» **Directions**: Edit every item by swapping "dark clothing" for "black clothing", and reproduce the lines with everything else left as it is.

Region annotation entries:
* BEGIN *

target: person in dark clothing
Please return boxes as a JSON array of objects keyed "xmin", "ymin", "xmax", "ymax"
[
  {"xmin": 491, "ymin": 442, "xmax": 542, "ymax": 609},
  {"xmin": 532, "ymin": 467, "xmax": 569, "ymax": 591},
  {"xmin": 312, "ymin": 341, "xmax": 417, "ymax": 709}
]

* END *

» **Task result**:
target: person in black clothing
Please return boxes as a JSON array of objects keyed "xmin", "ymin", "xmax", "ymax"
[
  {"xmin": 491, "ymin": 442, "xmax": 542, "ymax": 609},
  {"xmin": 532, "ymin": 467, "xmax": 569, "ymax": 591},
  {"xmin": 312, "ymin": 341, "xmax": 417, "ymax": 709}
]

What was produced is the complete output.